┏━━

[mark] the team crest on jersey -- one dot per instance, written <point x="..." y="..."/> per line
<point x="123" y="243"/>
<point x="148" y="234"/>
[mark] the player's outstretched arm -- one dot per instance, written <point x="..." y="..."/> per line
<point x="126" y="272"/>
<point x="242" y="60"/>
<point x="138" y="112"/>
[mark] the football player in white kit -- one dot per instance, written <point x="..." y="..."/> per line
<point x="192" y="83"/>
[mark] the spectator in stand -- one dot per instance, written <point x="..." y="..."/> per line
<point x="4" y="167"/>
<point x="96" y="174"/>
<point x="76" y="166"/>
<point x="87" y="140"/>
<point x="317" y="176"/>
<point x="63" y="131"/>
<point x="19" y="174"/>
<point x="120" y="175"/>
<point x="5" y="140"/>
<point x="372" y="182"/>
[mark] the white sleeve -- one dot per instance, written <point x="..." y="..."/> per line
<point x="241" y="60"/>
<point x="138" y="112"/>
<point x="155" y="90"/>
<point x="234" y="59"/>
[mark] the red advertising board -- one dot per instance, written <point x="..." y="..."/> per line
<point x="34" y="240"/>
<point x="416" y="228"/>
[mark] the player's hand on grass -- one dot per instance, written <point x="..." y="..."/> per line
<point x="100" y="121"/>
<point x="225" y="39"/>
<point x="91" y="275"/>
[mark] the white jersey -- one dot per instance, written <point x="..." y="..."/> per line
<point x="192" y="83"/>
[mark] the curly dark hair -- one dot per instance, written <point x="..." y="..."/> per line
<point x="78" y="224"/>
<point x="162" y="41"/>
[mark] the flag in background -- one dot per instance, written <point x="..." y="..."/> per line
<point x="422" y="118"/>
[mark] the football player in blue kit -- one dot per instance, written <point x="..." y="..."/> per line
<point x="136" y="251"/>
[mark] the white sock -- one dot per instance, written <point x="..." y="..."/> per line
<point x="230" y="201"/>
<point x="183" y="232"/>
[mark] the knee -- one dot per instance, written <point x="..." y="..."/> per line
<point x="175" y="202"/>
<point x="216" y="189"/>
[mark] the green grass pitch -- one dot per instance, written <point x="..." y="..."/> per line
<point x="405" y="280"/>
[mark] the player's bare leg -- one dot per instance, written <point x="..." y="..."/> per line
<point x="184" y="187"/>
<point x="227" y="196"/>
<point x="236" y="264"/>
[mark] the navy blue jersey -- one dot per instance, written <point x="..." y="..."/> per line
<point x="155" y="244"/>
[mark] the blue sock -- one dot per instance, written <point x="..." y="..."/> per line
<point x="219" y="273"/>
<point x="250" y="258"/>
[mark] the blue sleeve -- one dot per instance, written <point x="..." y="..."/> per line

┗━━

### [Brief]
Your task is to output all of the data above word for word.

### [Final result]
[mark] the team crest on jersey -- one dot per instance, written <point x="..." y="..."/> per line
<point x="123" y="243"/>
<point x="148" y="234"/>
[mark] the player's outstretched arm -- one dot per instance, written <point x="..." y="..."/> per line
<point x="126" y="272"/>
<point x="242" y="60"/>
<point x="138" y="112"/>
[mark] the football player in white kit -- one dot per instance, written <point x="..." y="..."/> per line
<point x="192" y="83"/>
[mark] the spectator in stand -- one dot per instance, written <point x="..." y="..."/> per line
<point x="4" y="167"/>
<point x="96" y="174"/>
<point x="76" y="166"/>
<point x="87" y="140"/>
<point x="317" y="176"/>
<point x="63" y="131"/>
<point x="19" y="174"/>
<point x="120" y="175"/>
<point x="5" y="140"/>
<point x="372" y="182"/>
[mark] the white sleeve -- one dot per instance, written <point x="..." y="..."/> per line
<point x="241" y="60"/>
<point x="138" y="112"/>
<point x="155" y="90"/>
<point x="234" y="59"/>
[mark] the red advertising board -- one dot per instance, written <point x="..." y="..."/> per line
<point x="34" y="240"/>
<point x="416" y="228"/>
[mark] the player's hand on grass -- one dot per instance, written <point x="..." y="..."/> per line
<point x="100" y="121"/>
<point x="225" y="39"/>
<point x="91" y="275"/>
[mark] the white jersey -- one dot per instance, written <point x="..." y="..."/> per line
<point x="192" y="83"/>
[mark] the curly dark hair -- one dot per instance, written <point x="..." y="..."/> per line
<point x="78" y="224"/>
<point x="162" y="41"/>
[mark] the flag in background -- one dot per instance, written <point x="..." y="..."/> per line
<point x="422" y="118"/>
[mark] the football player in blue kit -- one dot per instance, written <point x="..." y="..."/> per line
<point x="136" y="251"/>
[mark] the white sock -- one dot per instance, written <point x="..." y="..."/> per line
<point x="230" y="201"/>
<point x="183" y="232"/>
[mark] the knee -- one dot per instance, written <point x="..." y="..."/> per line
<point x="175" y="202"/>
<point x="216" y="189"/>
[mark] the green grass pitch -- one dot per instance, written <point x="..." y="..."/> per line
<point x="405" y="280"/>
[mark] the player's bare leg -- one dot per instance, written <point x="..." y="..."/> per line
<point x="184" y="187"/>
<point x="227" y="196"/>
<point x="236" y="264"/>
[mark] the navy blue jersey -- one dot per instance, written <point x="..." y="..."/> per line
<point x="155" y="244"/>
[mark] the blue sock -- one dot per instance, written <point x="..." y="..."/> per line
<point x="219" y="273"/>
<point x="250" y="258"/>
[mark] the blue sleeve -- one dot per instance, written <point x="..." y="..."/> per line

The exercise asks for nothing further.